▸ Provided data
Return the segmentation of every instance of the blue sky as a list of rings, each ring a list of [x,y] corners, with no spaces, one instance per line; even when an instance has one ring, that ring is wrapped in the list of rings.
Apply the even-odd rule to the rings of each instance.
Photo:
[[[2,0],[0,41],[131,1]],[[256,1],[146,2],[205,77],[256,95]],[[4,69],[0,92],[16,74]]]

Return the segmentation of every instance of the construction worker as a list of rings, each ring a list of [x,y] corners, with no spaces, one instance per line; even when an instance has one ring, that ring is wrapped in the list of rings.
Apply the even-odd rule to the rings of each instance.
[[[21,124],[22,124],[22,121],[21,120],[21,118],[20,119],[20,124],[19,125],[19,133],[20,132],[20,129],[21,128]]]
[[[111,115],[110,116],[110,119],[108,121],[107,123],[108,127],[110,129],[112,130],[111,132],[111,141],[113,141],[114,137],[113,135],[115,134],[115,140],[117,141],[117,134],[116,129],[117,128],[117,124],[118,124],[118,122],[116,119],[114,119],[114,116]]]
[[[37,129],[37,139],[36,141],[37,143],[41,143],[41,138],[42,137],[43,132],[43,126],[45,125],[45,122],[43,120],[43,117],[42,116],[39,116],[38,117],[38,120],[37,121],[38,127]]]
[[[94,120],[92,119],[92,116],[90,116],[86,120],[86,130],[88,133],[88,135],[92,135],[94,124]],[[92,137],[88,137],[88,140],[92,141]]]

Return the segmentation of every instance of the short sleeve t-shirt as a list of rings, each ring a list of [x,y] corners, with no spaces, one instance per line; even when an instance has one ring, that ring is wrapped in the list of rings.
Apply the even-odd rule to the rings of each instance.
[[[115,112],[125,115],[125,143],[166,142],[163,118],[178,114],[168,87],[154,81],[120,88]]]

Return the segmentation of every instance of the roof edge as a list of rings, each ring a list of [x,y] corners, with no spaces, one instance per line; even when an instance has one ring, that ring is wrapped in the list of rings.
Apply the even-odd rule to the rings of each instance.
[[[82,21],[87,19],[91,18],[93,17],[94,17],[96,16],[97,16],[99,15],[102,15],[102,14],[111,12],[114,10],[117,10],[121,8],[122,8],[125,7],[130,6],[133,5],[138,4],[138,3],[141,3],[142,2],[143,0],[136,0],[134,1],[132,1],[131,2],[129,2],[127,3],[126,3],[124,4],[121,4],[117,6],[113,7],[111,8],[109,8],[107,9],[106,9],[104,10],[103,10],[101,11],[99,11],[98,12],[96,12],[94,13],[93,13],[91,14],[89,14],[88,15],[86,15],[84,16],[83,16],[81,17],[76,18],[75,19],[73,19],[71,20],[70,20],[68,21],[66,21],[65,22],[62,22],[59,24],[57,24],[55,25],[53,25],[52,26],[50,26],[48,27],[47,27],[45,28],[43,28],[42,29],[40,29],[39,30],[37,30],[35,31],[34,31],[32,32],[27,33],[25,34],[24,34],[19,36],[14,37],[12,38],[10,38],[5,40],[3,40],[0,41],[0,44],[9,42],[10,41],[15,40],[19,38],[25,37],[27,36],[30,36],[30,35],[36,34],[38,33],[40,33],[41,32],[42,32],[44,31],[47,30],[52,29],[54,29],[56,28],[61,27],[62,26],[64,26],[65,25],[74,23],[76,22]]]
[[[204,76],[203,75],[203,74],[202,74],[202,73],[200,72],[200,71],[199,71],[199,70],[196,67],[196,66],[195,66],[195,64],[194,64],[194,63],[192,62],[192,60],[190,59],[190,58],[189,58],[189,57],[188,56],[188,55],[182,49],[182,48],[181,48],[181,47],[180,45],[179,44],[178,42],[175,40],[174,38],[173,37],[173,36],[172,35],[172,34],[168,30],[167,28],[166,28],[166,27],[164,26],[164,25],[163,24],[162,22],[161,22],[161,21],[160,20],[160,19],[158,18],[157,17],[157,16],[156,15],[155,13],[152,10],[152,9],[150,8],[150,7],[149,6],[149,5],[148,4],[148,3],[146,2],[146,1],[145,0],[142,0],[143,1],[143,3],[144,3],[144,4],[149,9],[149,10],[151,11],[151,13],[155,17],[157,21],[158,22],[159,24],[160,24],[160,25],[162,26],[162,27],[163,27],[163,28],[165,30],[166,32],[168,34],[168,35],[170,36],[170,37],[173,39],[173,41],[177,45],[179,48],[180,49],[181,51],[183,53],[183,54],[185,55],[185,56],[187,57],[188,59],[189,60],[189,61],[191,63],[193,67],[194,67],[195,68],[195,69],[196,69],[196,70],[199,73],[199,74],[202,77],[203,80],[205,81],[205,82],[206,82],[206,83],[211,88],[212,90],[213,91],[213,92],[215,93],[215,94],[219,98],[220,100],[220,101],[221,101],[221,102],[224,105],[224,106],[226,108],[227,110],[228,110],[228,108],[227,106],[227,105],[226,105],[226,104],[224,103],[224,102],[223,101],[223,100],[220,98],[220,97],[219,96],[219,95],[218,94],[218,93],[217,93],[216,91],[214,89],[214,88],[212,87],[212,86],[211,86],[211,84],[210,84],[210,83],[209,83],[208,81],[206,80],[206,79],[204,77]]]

▸ Aim of the exercise
What is needed here is an exact reproduction of all the entries.

▸ Output of the task
Return the segmentation of every instance of the blue sky as a list of rings, each ring a list of [x,y] corners, with no spaces, one instance per line; even when an instance has one ring, that ring is wrapped in the list of rings.
Apply the even-odd rule to the rings of each instance.
Photo:
[[[2,0],[0,41],[131,1]],[[256,1],[146,2],[205,77],[256,95]],[[4,69],[0,92],[16,74]]]

Return the segmentation of every instance of the construction worker as a list of rings, each ring a list of [x,y] corners, with no spaces, one instance per line; even when an instance has one ring, that ring is wrapped in the list of rings.
Apply the even-odd rule to the rings of each instance.
[[[21,124],[22,124],[22,121],[21,120],[21,118],[20,119],[20,124],[19,125],[19,133],[20,132],[20,129],[21,128]]]
[[[111,115],[110,116],[110,119],[108,121],[107,123],[108,127],[110,129],[112,130],[111,132],[111,141],[113,141],[114,137],[113,135],[115,134],[115,140],[117,141],[117,134],[116,129],[117,128],[117,124],[118,124],[118,122],[116,119],[114,119],[114,116]]]
[[[37,129],[37,139],[36,141],[37,143],[41,143],[41,138],[42,137],[43,132],[43,126],[45,125],[45,122],[43,120],[43,117],[42,116],[39,116],[38,117],[38,120],[37,121],[38,127]]]
[[[94,120],[92,119],[92,116],[90,116],[86,120],[86,130],[88,133],[88,135],[92,135],[94,124]],[[92,137],[88,137],[88,140],[92,141]]]

Return the segmentation of every instance of the short sleeve t-shirt as a list of rings, each ring a list of [x,y] corners, with no spaces, one instance per line; even when an instance has one ring, that ring is wrapped in the list of rings.
Apply the even-odd rule to the rings of each instance.
[[[115,112],[125,115],[125,143],[166,142],[163,118],[178,114],[168,87],[154,81],[120,88]]]

Return the segmentation of every instance of the roof edge as a list of rings, each ring a list of [x,y] corners, with no spaces, one instance per line; even when an instance has one ring, that ring is wrapped in the list of rings.
Apply the even-odd rule to the rings of each instance.
[[[82,21],[87,19],[91,18],[93,17],[94,17],[96,16],[97,16],[99,15],[102,15],[102,14],[111,12],[114,10],[117,10],[121,8],[122,8],[125,7],[130,6],[133,5],[138,4],[138,3],[141,3],[142,2],[143,0],[136,0],[134,1],[132,1],[131,2],[129,2],[127,3],[126,3],[124,4],[121,4],[117,6],[113,7],[111,8],[109,8],[107,9],[106,9],[104,10],[103,10],[101,11],[99,11],[98,12],[96,12],[94,13],[93,13],[91,14],[89,14],[88,15],[86,15],[84,16],[83,16],[81,17],[76,18],[75,19],[73,19],[71,20],[70,20],[68,21],[66,21],[65,22],[62,22],[59,24],[57,24],[55,25],[53,25],[52,26],[50,26],[48,27],[47,27],[45,28],[43,28],[42,29],[40,29],[39,30],[37,30],[35,31],[34,31],[32,32],[27,33],[25,34],[24,34],[19,36],[14,37],[12,38],[10,38],[5,40],[3,40],[0,41],[0,44],[9,42],[10,41],[15,40],[19,38],[25,37],[27,36],[30,36],[30,35],[36,34],[38,33],[40,33],[41,32],[42,32],[44,31],[47,30],[52,29],[54,29],[56,28],[61,27],[62,26],[64,26],[65,25],[74,23],[76,22]]]
[[[204,76],[203,75],[203,74],[202,74],[202,73],[200,72],[200,71],[199,71],[199,70],[196,67],[196,66],[195,66],[195,64],[194,64],[194,63],[192,62],[192,60],[190,59],[190,58],[189,58],[189,57],[188,56],[188,55],[182,49],[182,48],[181,48],[181,47],[180,45],[179,44],[178,42],[175,40],[174,38],[173,37],[173,36],[172,35],[172,34],[168,30],[167,28],[166,28],[166,27],[164,26],[164,25],[163,24],[162,22],[161,22],[161,21],[160,20],[160,19],[158,18],[157,17],[157,16],[156,15],[155,13],[152,10],[152,9],[150,8],[150,7],[149,6],[149,5],[148,4],[148,3],[146,2],[146,1],[145,0],[142,0],[143,1],[143,3],[144,3],[144,4],[149,9],[149,10],[151,11],[151,13],[155,17],[157,21],[158,22],[159,24],[160,24],[160,25],[162,26],[162,27],[163,27],[163,28],[165,30],[166,32],[168,34],[168,35],[170,36],[170,37],[173,39],[173,41],[177,45],[179,48],[180,49],[181,51],[183,53],[183,54],[185,55],[185,56],[187,57],[188,59],[189,60],[189,61],[191,63],[193,67],[194,67],[195,68],[195,69],[196,69],[196,70],[199,73],[199,74],[202,77],[203,80],[205,81],[205,82],[206,82],[206,83],[211,88],[212,90],[213,91],[213,92],[215,93],[215,94],[219,98],[220,100],[220,101],[221,101],[221,102],[224,105],[224,106],[226,108],[227,110],[228,110],[228,108],[227,106],[227,105],[226,105],[226,104],[224,103],[224,102],[223,101],[223,100],[220,98],[220,97],[219,96],[219,95],[218,94],[218,93],[217,93],[216,91],[214,89],[214,88],[212,87],[212,86],[211,86],[211,84],[210,84],[210,83],[209,83],[208,81],[206,80],[206,79],[204,77]]]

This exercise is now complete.